*PROBLEM TO SOLVE*. Keep the wording of each record exactly the same when you repeat it, and leave out pictures.

*TASK INPUTS*.

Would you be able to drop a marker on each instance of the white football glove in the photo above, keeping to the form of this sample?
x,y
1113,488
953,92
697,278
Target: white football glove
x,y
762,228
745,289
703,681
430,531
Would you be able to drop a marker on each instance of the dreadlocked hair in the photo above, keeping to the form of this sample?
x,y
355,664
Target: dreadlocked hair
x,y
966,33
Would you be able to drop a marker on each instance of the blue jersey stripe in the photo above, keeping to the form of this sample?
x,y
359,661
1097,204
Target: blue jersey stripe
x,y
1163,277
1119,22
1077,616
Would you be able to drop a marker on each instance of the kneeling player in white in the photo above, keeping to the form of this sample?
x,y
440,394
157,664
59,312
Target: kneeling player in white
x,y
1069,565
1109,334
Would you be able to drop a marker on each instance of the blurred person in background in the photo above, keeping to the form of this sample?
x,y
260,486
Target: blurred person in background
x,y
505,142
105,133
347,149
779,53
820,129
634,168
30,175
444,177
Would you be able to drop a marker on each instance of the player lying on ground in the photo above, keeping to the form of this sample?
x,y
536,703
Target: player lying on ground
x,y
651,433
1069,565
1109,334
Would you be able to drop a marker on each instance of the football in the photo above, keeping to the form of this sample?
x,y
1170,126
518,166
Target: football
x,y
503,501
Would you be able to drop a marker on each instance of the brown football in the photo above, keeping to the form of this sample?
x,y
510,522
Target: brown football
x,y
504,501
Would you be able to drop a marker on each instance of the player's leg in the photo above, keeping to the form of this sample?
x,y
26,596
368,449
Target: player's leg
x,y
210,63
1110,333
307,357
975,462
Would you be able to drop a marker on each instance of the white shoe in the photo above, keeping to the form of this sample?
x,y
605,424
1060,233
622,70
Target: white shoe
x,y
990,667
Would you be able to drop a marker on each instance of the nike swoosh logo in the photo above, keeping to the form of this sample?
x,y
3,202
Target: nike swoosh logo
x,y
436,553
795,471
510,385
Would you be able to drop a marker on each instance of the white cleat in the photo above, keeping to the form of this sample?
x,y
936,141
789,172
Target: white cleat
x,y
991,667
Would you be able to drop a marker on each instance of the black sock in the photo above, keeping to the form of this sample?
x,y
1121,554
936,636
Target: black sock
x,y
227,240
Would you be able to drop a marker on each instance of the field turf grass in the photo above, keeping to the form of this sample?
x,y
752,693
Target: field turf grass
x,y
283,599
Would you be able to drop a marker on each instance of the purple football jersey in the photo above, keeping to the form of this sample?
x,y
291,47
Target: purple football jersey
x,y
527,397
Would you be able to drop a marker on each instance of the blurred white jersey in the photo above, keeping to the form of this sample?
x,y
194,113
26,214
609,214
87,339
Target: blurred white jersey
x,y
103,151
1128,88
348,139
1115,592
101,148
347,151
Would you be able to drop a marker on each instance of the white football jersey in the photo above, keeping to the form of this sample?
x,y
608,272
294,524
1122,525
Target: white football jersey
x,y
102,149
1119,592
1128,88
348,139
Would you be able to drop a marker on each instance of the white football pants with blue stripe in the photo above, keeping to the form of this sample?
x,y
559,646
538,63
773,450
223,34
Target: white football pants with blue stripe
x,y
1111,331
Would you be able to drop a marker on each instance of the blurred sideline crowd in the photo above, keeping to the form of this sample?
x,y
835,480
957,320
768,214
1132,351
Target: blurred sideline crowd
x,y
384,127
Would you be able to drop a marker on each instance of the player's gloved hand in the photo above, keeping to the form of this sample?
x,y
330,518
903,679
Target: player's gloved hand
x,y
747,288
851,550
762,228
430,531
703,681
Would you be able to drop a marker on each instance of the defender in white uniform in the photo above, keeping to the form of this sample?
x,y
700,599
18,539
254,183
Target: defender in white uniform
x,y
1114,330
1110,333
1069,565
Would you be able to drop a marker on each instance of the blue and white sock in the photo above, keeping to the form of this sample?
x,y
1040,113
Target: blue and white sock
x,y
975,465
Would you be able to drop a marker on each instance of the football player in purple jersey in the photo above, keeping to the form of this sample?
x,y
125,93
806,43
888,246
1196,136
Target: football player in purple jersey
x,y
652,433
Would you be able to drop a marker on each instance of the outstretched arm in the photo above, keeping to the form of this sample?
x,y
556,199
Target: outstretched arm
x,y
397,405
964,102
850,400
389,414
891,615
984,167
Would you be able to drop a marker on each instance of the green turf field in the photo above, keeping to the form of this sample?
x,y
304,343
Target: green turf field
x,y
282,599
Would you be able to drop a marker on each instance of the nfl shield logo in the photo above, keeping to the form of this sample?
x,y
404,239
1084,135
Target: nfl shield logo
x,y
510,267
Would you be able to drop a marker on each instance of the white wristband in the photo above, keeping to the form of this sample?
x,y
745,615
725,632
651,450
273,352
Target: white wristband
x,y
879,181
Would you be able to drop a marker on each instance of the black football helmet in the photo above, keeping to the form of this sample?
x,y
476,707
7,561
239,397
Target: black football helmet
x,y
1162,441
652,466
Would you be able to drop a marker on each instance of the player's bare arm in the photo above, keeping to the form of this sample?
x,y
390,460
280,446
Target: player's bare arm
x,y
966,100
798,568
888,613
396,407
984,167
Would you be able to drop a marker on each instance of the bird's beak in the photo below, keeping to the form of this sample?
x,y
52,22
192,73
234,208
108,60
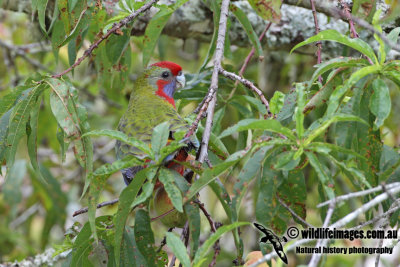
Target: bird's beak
x,y
181,81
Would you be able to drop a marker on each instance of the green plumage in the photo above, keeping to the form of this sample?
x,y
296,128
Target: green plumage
x,y
146,110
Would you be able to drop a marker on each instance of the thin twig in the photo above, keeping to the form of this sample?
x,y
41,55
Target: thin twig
x,y
253,50
322,242
249,85
21,53
185,232
162,215
306,224
164,241
359,194
211,100
217,248
114,29
319,44
103,204
347,12
376,219
370,204
366,25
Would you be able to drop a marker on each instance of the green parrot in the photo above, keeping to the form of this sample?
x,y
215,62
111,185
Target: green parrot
x,y
151,103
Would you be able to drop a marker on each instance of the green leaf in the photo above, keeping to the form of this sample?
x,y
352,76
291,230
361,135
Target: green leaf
x,y
97,182
267,9
380,103
293,192
242,17
285,115
82,247
147,191
72,119
32,125
341,90
170,149
201,253
285,161
11,189
167,178
352,171
121,137
41,6
18,120
323,175
59,102
178,248
335,36
159,137
392,36
253,124
8,101
336,63
81,24
215,144
312,134
249,171
318,146
375,23
207,177
130,254
126,199
64,14
322,96
57,37
144,236
193,214
276,102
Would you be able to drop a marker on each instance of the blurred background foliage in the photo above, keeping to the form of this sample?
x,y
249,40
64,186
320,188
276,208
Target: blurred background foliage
x,y
36,215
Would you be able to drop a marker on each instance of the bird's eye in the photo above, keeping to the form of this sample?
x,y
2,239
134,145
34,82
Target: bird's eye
x,y
165,74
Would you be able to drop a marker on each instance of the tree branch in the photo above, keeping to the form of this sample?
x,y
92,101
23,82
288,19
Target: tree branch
x,y
114,29
249,85
102,204
319,44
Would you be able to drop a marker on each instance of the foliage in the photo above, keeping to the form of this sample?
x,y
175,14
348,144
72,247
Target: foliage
x,y
321,136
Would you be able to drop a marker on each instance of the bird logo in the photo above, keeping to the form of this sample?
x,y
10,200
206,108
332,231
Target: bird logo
x,y
274,240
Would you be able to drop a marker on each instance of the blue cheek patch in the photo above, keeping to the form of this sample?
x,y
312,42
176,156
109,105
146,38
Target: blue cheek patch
x,y
169,89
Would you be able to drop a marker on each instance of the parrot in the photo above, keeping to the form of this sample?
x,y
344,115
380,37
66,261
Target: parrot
x,y
151,103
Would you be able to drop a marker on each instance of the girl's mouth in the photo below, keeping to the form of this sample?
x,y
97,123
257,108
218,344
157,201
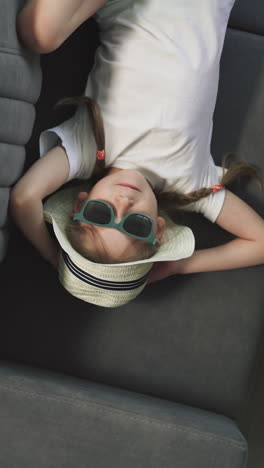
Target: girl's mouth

*SOLUTION TO THIS PROBLEM*.
Would you be able to drop a marker on each instance of the white football glove in the photo above, keeping to the form of this sample?
x,y
1113,488
953,92
697,278
Target: white football glove
x,y
762,228
745,289
703,681
430,531
Would you be able to drop a marker on each instance of the dreadlocked hair in the photo above, keeping to the form of this sample?
x,y
355,664
Target: dreadlocked hair
x,y
966,33
Would you be able to drop a marker on each instance of the blue jersey stripe in the photo above, keeping to the form of this sample?
x,y
359,661
1097,204
Target: blue jersey stripe
x,y
1163,277
1119,22
1077,616
Would you be able to drop a marker on each instance of the kneeling player in white in the photo above, keeping to the form of this sample?
x,y
440,394
157,664
59,312
Target: kneeling player in white
x,y
1069,565
1109,334
Would you be able to drop a marker on each instance of the blurred person in background in the photo above, keeping to the form of this sample?
x,y
260,486
Target: blurred person in background
x,y
505,142
105,133
347,149
779,53
820,129
634,168
30,175
444,177
Would you be able to drop a marker on each instance of the player lying on ground in the photo above, keeping to the form of this sample?
x,y
536,703
Target: player lying on ground
x,y
651,433
1069,565
1109,334
Would you be able to drop a marker on each instance of the football in the photo above, keeping to the form of this sample?
x,y
1170,126
518,166
Target: football
x,y
503,501
Would you be able to drop a marker on each instance of the brown football in the photo above, keeping to the form of this sample?
x,y
510,522
Target: brown football
x,y
504,501
Would you be able to drop a marker on each instance of the player's leg in the photo above, keeping to the form of this sample?
x,y
26,596
368,449
Target: player's leg
x,y
210,63
1110,333
307,357
975,462
Would you be able to drop a marker on each instance of the white shoe in the photo above, keeping to the form of this sample?
x,y
605,424
1060,233
622,70
Target: white shoe
x,y
990,667
Would you be able to drop a marker on each instance of the nike swoosh logo in the photo above, keeping to the form of this sample?
x,y
3,202
Target: nike swoosh logo
x,y
436,553
795,471
510,385
Would you be able to drop a marker on each instance of the white cleat in the photo above, keeping to the form of this sample?
x,y
936,141
789,172
Target: white cleat
x,y
991,667
Would you be able to drop a marker on each instance of the black sock in the photo above, keeping to the form of this sample?
x,y
1121,554
936,636
Target: black sock
x,y
227,240
Would you be able to drop a marker on each instance of the field turf grass in the photo above, keeping to the form of this sample?
x,y
752,693
Target: field turf grass
x,y
283,599
Would you be able to drop a marker on each instance of the purple football jersey in the photo above, keeping to the form of this sample?
x,y
291,47
Target: purple football jersey
x,y
527,397
Would you be able to drop a marker on each instance of the blurred white jersey in the photo above, keeping to the form of this sample?
x,y
194,113
26,214
609,214
87,339
Target: blurred white jersey
x,y
103,151
1128,88
348,139
1115,592
101,148
347,151
Would you be able to drop a marker on each instance of the white football jersey in the photo above, keeping to the form of this sample?
x,y
608,272
294,524
1122,525
Target: white football jersey
x,y
102,149
1119,592
1128,88
348,139
Would you be able to drop a marker on each instance of the white football pants with blue stripe in the photo above, keeping to the form of this sample?
x,y
559,646
538,63
773,450
223,34
Target: white football pants with blue stripe
x,y
1111,331
Would you be able to drop a marker on each instance of the blurred sideline crowd in the photo above, keeping to the form of this sample?
x,y
835,480
957,320
768,214
1132,351
Target: blurred sideline crowd
x,y
384,127
Would you be able to drop a marker on each instance of the player's gloved hand in the photo above, keeping to the form of this sample?
x,y
330,518
903,679
Target: player's gloved hand
x,y
747,288
851,550
762,228
430,531
703,681
Would you be able to drop a marker on each instance of the defender in white uniform in the photo above, keeping to the form of this sample?
x,y
700,599
18,539
254,183
Target: defender in white uniform
x,y
1114,330
1110,333
1069,565
Would you be able to drop a marker on each instance of the blue and white sock in the photo above, keeping to the form of this sample?
x,y
1040,113
Target: blue and white sock
x,y
975,465
Would you be able to drop a marker on each instance of the football player in purple jersey in the photo above, keeping to the form of this sample?
x,y
125,93
806,43
888,246
1196,136
Target: football player in purple jersey
x,y
652,433
Would you be able to drop a marker on each instance of the outstretched arm in the photo above, keeping to the form of this sample?
x,y
556,199
Target: outstretched arm
x,y
397,405
964,102
850,400
389,414
891,615
984,167
Would you be able to drop a marker on each instance of the green turf field in the photo above, keeping to the form of this sample?
x,y
304,343
Target: green turf field
x,y
282,599
Would you be able to drop a marker on each instance of the nfl shield logo in the photo above, keeping to the form of this sample?
x,y
404,239
1084,135
Target: nfl shield logo
x,y
510,267
Would you be able to drop a marker on each instance of the white wristband in the photo above, keeping to the form of this sample?
x,y
745,615
725,632
651,450
273,352
Target: white wristband
x,y
879,181
Would you be able to drop a marker on each instance of the black football helmet in the photo above, keeping to the form of this sample?
x,y
476,707
7,561
239,397
Target: black football helmet
x,y
1162,441
652,466
Would you be able to drop a marker on each instance of the player's bare arm in the photo above, keeping to the form of this sample?
x,y
390,460
280,446
Target: player's bare arm
x,y
966,100
798,568
888,613
396,407
984,167
Would you be able to drop a marker on each instance of the bird's beak in the photo below, keeping to the form of this sample?
x,y
52,22
192,73
234,208
108,60
Target: bird's beak
x,y
181,81
Would you be able to drop a marker on each instance of the green plumage in the photo above, keeping to the form of this sample?
x,y
296,128
Target: green plumage
x,y
146,110
Would you be able to drop a marker on each instance of the thin twig in the photo above, keeping to the form of this sample?
x,y
41,55
Target: thin twig
x,y
253,50
322,242
249,85
21,53
185,232
162,215
306,224
164,241
359,194
211,100
217,248
114,29
319,44
103,204
347,12
376,219
370,204
366,25
Would you be able to drop a marker on each instance of the green parrot in the photo above, keeping to the form of this sample?
x,y
215,62
111,185
Target: green parrot
x,y
151,103
Would you be able to drop a marker on each instance of the green leaf in the photo above, keeping to the form of this sample?
x,y
352,76
291,230
361,135
Target: green leaf
x,y
97,182
267,9
380,103
293,192
242,17
285,115
82,247
147,191
72,119
32,125
341,90
170,149
201,253
285,161
11,189
167,178
352,171
121,137
41,6
18,120
323,175
59,102
178,248
335,36
159,137
392,36
253,124
8,101
336,63
81,24
215,144
312,134
249,171
318,146
375,23
207,177
130,254
126,199
64,14
322,96
57,37
144,236
193,214
276,102
Would you be able to drop a marker on each instance of the blurred background foliage in the photo above, keeping to the form of this sample?
x,y
249,40
64,186
320,188
276,208
Target: blurred background foliage
x,y
36,215
Would you be able to drop a marker on each instance of the bird's eye in the photo above, keeping to the form of this sample?
x,y
2,239
134,145
34,82
Target: bird's eye
x,y
165,74
Would you be able to drop a marker on each instance of the tree branch in the photo above, keeping to the form of this sample?
x,y
92,101
23,82
288,19
Target: tree branch
x,y
114,29
249,85
102,204
319,44
Would you be able to drop a marker on each instance of the foliage in the photo above, keeping to the form of this sample?
x,y
175,14
348,144
72,247
Target: foliage
x,y
321,136
Would you be able to drop a marker on each instance of the bird logo in the photo above, keeping to the form of this sample?
x,y
10,200
206,108
332,231
Target: bird logo
x,y
274,240
Would you be able to drop a marker on each instance of the blue cheek patch in the photo above, keeping to the form of this sample?
x,y
312,42
176,156
109,105
146,38
Target: blue cheek patch
x,y
169,89
Would you be able to drop a marker on each instance of the parrot in the photo above, keeping to the form of this sample?
x,y
344,115
380,37
66,261
Target: parrot
x,y
151,103
Would you be able to drop a marker on each instance of the girl's mouth in the photo below, keeping to the form of this sample?
x,y
97,123
257,108
218,344
157,201
Target: girl's mouth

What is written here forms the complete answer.